◆ **DESCRIPTION OF THE TASK**: In full and exactly, reproduce the entries below, but omit the pictures.

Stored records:
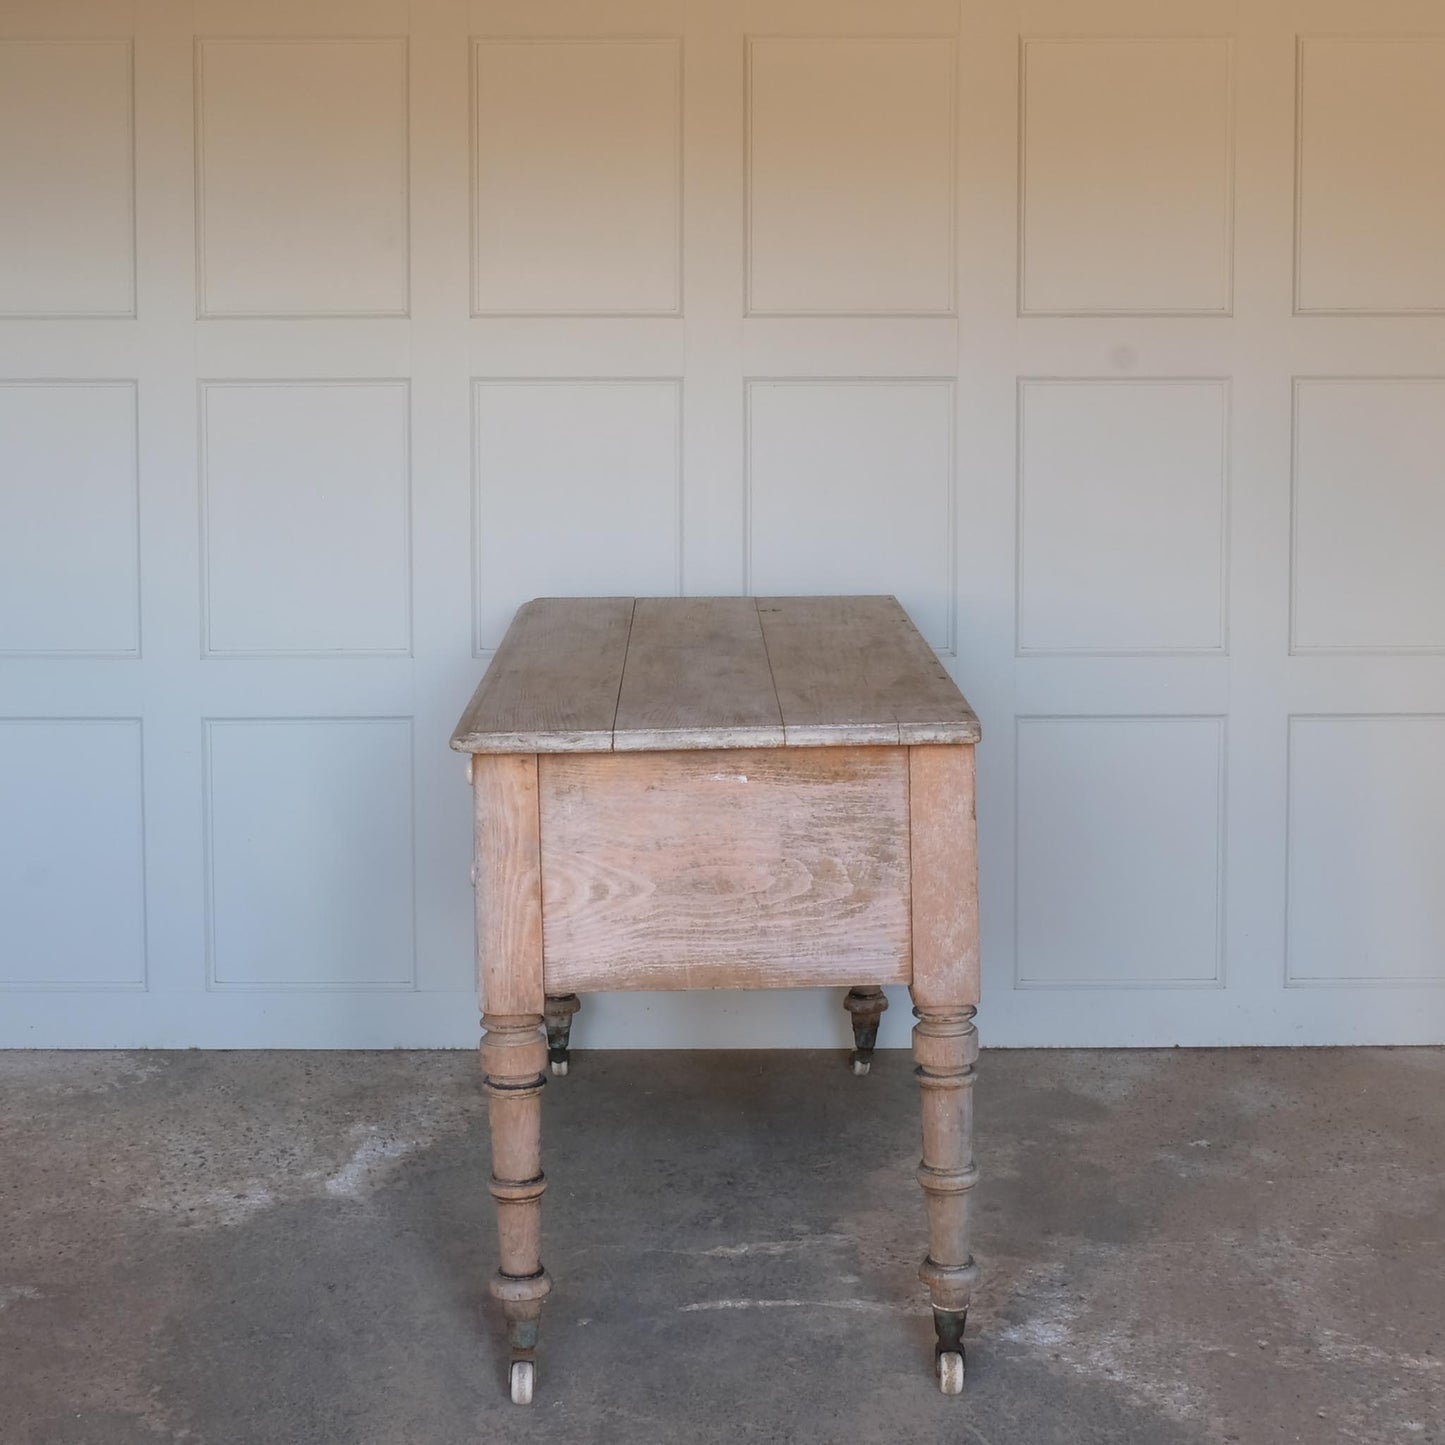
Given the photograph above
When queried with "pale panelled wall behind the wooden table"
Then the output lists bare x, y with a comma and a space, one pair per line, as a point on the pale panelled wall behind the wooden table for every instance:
1109, 336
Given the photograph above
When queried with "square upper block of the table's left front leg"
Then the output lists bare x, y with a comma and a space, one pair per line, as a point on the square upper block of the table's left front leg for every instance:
509, 884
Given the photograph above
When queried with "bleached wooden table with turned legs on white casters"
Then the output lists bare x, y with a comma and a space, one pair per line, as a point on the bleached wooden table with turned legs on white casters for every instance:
723, 793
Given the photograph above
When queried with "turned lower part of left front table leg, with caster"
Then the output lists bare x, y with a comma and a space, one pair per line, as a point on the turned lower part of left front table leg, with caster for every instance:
512, 1057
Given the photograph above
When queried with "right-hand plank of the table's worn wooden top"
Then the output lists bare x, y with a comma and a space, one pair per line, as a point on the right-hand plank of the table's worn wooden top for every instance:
855, 670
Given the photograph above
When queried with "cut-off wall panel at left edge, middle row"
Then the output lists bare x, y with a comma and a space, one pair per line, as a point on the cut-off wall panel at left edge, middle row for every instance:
70, 567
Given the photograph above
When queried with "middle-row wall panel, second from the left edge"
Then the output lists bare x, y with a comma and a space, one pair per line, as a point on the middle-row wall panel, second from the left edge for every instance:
306, 511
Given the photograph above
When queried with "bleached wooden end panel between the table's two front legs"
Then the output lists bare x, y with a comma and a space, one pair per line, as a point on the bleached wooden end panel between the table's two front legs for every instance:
743, 869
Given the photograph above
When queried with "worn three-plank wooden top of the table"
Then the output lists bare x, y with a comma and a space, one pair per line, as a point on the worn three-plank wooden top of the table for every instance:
648, 674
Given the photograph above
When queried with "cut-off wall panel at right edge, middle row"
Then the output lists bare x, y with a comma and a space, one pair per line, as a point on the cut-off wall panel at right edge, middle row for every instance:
1369, 515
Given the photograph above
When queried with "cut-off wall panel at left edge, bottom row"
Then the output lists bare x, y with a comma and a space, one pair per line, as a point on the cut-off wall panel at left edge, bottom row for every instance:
73, 876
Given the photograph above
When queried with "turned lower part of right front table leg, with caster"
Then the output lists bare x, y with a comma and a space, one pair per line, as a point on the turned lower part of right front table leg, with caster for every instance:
946, 1045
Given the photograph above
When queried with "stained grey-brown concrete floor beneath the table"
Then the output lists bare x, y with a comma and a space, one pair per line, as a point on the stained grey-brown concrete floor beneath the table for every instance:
1178, 1248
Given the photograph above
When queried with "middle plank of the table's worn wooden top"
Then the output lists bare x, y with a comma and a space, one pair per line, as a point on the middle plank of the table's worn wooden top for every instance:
697, 677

◆ **RESULT FOR THIS TASK**:
Given the photograph above
When queried with "pale panelled wall behind the wooden table"
Then the output lists bare x, y with a comma and a space, one pair per line, as a point on the pale panelled wall behind the wooden table for every instance:
1109, 336
Given the photograph above
When queried with "square upper block of the table's left front leg"
Then the output lists bare x, y with a comma and a space, one pair per line, as a point on the square upper block of the table's left front leg for every instance:
509, 884
Given the photograph above
When queried with "bleached wooden table with turned legs on white casters"
Then the output lists bare x, y with a comma and a space, one pair per line, as a point on the bleached wooden table with turned legs on white casters for every instance:
723, 793
Given the photograph above
When queried with "turned lower part of left front table leg, with caster"
Then the output lists bare x, y with a comma and a space, one pair per line, as a point on the turned lower part of left front table leg, with caster for every instance:
512, 1057
Given the photograph above
When queried with "right-hand plank of the table's worn wooden top"
Then the output lists bare x, y with a comma and a space, one pair per line, as a point on the right-hand plank of the table's worn wooden top for every instance:
855, 670
Given the photograph above
When queried with "cut-off wall panel at left edge, middle row"
Then the output lists bare x, y with a comma and a space, one pair per line, as a point on the cut-off wall panel at left edge, middle row for every instance:
70, 567
Given the photograph above
When queried with "middle-row wall panel, second from the left edge"
Then the output lists bare x, y with a comma and a space, one pair per line, as a point on the middle-row wall panel, second from the left edge for every instance:
306, 511
Given the photograph above
When queried with "bleached wooden end panel between the table's two front legs"
Then the output lists bare x, y with a comma and a space, one pair per line, as a point on the bleached wooden end panel between the table's two front legs for every instance:
743, 869
Given the photograph above
When queried with "worn three-plank wooden top of the table"
Then the output lists bare x, y with a comma and a space, one pair per line, as a point on the worn three-plank wooden top of the table for every instance:
648, 674
Given the photograph above
When queried with "cut-off wall panel at right edge, middle row"
Then the output lists bare x, y with a comma and a space, one pair per line, as a point on the cut-off wall panel at right edge, middle row for every instance:
1369, 515
Given the photograph above
When queried with "cut-off wall panel at left edge, bottom row"
Then the output lists bare x, y with a comma and a space, one pair per line, as a point on the cut-off wall panel at left edge, bottom row for every instance:
73, 876
Given the photograph above
When queried with "turned lower part of right front table leg, with caster"
Then the output lists bare x, y with a comma and a space, one pair per line, as a point on the turned lower part of right front table leg, with caster for every instance:
946, 1045
Given the photograph above
When queried with "stained grey-brown concrete floor beneath the table"
Then the output lists bare x, y with a comma and a space, one pair per line, as a point on the stained grey-brown concrete floor beneath the table for every instance:
1178, 1248
Given the photograph above
When queried with "middle plank of the table's worn wooden top"
Then the output lists bare x, y with a comma and a space, one pair per line, as a point on the middle plank of the table's worn wooden top for every instance:
697, 677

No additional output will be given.